TASK STATEMENT ->
Each line that follows should be printed again exactly as it stands.
========================================================================
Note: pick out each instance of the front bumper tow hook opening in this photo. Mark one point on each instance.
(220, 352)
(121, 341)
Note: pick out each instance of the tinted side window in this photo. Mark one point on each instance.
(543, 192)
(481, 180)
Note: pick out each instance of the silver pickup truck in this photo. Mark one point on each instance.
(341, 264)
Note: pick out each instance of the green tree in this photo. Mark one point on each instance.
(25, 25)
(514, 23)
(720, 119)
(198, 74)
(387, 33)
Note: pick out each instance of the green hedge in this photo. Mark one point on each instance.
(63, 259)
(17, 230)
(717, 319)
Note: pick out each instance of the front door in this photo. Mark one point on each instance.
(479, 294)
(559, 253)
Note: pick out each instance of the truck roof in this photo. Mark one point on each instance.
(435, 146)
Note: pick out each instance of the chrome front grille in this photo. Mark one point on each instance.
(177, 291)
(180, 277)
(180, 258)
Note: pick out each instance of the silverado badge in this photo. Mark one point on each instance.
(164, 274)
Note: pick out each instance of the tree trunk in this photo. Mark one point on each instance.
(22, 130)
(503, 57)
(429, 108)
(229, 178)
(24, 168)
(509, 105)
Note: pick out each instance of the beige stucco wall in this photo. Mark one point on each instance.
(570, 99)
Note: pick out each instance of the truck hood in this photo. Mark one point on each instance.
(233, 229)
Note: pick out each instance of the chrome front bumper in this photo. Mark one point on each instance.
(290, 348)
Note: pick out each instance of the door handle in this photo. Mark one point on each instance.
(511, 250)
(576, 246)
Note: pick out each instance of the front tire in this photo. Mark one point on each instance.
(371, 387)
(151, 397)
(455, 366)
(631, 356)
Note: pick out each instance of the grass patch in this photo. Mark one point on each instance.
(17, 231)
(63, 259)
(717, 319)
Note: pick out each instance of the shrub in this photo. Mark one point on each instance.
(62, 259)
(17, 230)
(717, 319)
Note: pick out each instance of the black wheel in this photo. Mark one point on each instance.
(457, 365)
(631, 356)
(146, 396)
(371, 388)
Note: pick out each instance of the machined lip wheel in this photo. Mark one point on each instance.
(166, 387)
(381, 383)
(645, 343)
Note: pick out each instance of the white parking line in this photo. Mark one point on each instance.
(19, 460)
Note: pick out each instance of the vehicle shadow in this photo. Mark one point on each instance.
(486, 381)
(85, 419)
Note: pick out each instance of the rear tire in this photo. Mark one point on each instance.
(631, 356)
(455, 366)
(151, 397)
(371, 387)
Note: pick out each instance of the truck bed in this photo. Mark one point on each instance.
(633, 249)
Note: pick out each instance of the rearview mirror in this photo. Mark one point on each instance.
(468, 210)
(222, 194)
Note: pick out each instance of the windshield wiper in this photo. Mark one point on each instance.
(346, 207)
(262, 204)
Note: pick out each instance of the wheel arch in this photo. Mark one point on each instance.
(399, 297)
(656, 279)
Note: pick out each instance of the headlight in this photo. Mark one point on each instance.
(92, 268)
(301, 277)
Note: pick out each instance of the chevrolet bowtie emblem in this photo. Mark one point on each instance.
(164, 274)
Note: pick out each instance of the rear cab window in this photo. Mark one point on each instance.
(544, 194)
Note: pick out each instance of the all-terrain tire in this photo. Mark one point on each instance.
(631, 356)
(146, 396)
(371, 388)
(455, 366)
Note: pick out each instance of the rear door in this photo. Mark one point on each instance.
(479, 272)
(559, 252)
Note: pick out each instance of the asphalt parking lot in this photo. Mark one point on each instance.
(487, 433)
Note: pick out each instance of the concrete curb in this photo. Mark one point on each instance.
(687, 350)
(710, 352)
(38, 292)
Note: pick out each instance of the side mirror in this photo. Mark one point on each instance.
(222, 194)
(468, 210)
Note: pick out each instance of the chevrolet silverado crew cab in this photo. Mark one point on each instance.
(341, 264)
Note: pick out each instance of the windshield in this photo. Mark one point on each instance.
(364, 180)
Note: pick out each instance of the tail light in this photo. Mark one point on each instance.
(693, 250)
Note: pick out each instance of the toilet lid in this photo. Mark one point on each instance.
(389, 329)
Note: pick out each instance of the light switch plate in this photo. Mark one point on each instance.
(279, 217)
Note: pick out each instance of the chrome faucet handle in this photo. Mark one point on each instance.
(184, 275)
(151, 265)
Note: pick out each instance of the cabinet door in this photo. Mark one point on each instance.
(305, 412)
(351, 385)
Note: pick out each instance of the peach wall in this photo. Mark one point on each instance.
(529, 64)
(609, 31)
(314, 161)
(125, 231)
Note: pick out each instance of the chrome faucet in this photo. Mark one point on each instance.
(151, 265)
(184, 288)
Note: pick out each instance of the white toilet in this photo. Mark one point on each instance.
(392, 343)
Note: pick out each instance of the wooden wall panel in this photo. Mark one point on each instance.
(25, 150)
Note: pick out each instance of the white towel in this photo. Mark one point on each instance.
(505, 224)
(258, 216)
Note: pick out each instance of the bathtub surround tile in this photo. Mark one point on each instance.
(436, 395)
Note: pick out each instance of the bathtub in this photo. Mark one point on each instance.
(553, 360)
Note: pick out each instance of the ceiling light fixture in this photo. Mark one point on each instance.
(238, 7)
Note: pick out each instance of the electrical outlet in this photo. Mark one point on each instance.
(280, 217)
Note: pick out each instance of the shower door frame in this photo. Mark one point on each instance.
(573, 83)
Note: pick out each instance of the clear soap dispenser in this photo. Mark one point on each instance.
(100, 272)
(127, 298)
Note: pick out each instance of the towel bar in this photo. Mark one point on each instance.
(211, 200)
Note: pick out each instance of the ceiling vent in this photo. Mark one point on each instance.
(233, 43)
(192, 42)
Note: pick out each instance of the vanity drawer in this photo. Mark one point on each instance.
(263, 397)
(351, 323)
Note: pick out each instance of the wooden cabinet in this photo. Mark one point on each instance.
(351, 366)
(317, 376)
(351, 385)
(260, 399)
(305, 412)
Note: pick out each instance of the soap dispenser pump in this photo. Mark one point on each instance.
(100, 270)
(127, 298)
========================================================================
EXPECTED ANSWER ->
Note: pick out each instance of the front bumper tow hook opening in this photo. Mark one point on each instance.
(220, 352)
(121, 341)
Note: pick out each instance of the tinted side window in this photo. Mark one point on each instance.
(543, 192)
(481, 180)
Note: pick out each instance of the silver pickup truck in this photo. Mark one point on each instance.
(341, 264)
Note: pick out each instance of the green tree in this photo. Mark one point on each instance.
(25, 25)
(514, 23)
(720, 119)
(198, 74)
(387, 33)
Note: pick out each instance of the green hedge in this photo. Mark one point on each instance.
(63, 259)
(17, 230)
(717, 319)
Note: pick out each instance of the front door in this photo. Mark one point on each instance.
(479, 294)
(559, 253)
Note: pick out each instance of the truck roof in this photo. Mark one point on each instance.
(435, 146)
Note: pick out each instance of the chrome front grille in this photo. Mark one point on each instance.
(177, 291)
(180, 277)
(180, 258)
Note: pick out each instance of the silverado badge in this photo. Mark one point on each instance.
(164, 274)
Note: pick out each instance of the tree trunk in this photo. Mark one point on each instance.
(22, 130)
(503, 57)
(429, 108)
(229, 178)
(24, 168)
(509, 105)
Note: pick out each instance of the beige stucco wall in this photo. Mark one point on each instance.
(570, 99)
Note: pick out each instance of the truck hood in this photo. Mark one point on each instance.
(233, 229)
Note: pick out each instance of the chrome front bumper in this photo. Mark one point on each instance.
(290, 348)
Note: pick out each instance of the door handle in this photo. Mark one point on each instance.
(511, 250)
(576, 246)
Note: pick out each instance of the front tire in this photo. Mark one point on each instance.
(371, 387)
(151, 397)
(455, 366)
(631, 356)
Note: pick out each instance of the grass patch in this photo. Mark one point on each instance.
(17, 231)
(63, 259)
(717, 319)
Note: pick out each instance of the shrub in this photo. Mark one point on each instance.
(62, 259)
(17, 230)
(717, 319)
Note: pick out each instance of the black wheel in this photo. Mark one point on each instance.
(457, 365)
(631, 356)
(146, 396)
(371, 388)
Note: pick out each instance of the machined lip wheel in this photo. Mark one point on each instance.
(166, 387)
(381, 383)
(645, 343)
Note: pick out each instance of the white parking line in this photo. Mark one point on each instance.
(19, 460)
Note: pick out each instance of the vehicle shadow in this photo. Mark one point on each instance.
(486, 381)
(85, 419)
Note: pick out each instance of the rear tire in this photo. Mark one point on each instance.
(631, 356)
(455, 366)
(151, 397)
(371, 387)
Note: pick out each instance of the truck bed in this photo. Mark one point on each instance.
(633, 249)
Note: pick out each instance of the rearview mirror in this photo. Mark one point on each instance.
(468, 210)
(222, 194)
Note: pick out each instance of the windshield wiper in this photo. Mark one point on each instance.
(346, 207)
(262, 204)
Note: pick out each instance of the wheel arch in this photo. Mark one point on each instance.
(399, 297)
(656, 279)
Note: pick out each instance of the headlight in this photo. Mark one point on each instance.
(92, 268)
(301, 277)
Note: pick out each instance of the chevrolet bowtie emblem in this photo. Mark one point on each instance.
(164, 274)
Note: pick out each instance of the rear cab window in this photo. Mark one point on each instance.
(544, 194)
Note: pick out each instance of the all-terrain tire in this photo. Mark one point on each instance.
(631, 356)
(146, 396)
(371, 388)
(455, 366)
Note: pick out each instance of the rear door in this photo. Mark one point on each instance.
(479, 272)
(559, 252)
Note: pick out each instance of the asphalt parking lot in this photo. Mark one point on each instance.
(487, 433)
Note: pick out each instance of the concrete curb in this photo. Mark one point on each instance.
(687, 350)
(710, 352)
(38, 292)
Note: pick out each instance of the side mirror in this photo. Mark one point on each instance.
(222, 194)
(468, 210)
Note: pick out each instance of the chevrolet silverado crew cab in this photo. Mark one point on each instance.
(341, 264)
Note: pick out each instance of the windshield in this photo. Mark one point on each instance.
(364, 180)
Note: pick out each instance of the tail light in this photo. Mark one point on each instance.
(693, 250)
Note: pick out each instance of the toilet lid in this photo. Mark one point on each instance.
(389, 329)
Note: pick out each instance of the light switch plate in this photo. Mark one point on each instance.
(279, 217)
Note: pick out each instance of the chrome faucet handle in this photo. Mark one point on each instance.
(184, 275)
(151, 265)
Note: pick out each instance of the cabinet door in this photo. Mark one point on each instance.
(305, 412)
(351, 385)
Note: pick out each instance of the peach wall in this photo. Mark one point on each instance.
(529, 64)
(609, 31)
(314, 161)
(125, 231)
Note: pick out each instance of the chrome faucet in this photo. Mark one point on each instance.
(151, 265)
(184, 288)
Note: pick out each instance of the white toilet in this photo. Mark one point on each instance.
(392, 343)
Note: pick out each instance of the wooden wall panel in this photo. Mark one point on each instance.
(25, 150)
Note: pick out each instance of the white towel in this photo. Mark one point on each instance.
(505, 224)
(258, 216)
Note: pick out each instance of the bathtub surround tile in this photo. Mark one point on each instance.
(436, 395)
Note: pick out each instance of the bathtub in this photo. Mark one point on each instance.
(553, 360)
Note: pick out each instance of the ceiling light fixture in this photo. Mark one point on each instance.
(238, 7)
Note: pick out each instance of the electrical outlet in this photo. Mark one point on each instance.
(280, 217)
Note: pick out each instance of the shower door frame in this photo. Mark one point on each instance.
(573, 83)
Note: pick out each instance of the clear soap dispenser in this photo. Mark one point on each instance.
(100, 272)
(127, 298)
Note: pick out each instance of the towel bar in this photo. Mark one point on each instance.
(211, 200)
Note: pick out each instance of the ceiling vent in this photo. Mark one point on each instance.
(233, 43)
(192, 42)
Note: pick out each instance of the vanity drawer in this photo. Mark one point on each instance.
(263, 397)
(351, 323)
Note: pick out each instance of the wooden cabinet in this photo. Mark one point on each instance.
(351, 366)
(317, 376)
(351, 385)
(260, 399)
(305, 412)
Note: pick out each instance of the soap dispenser pump in this photo. Mark one point on each instance.
(100, 270)
(127, 298)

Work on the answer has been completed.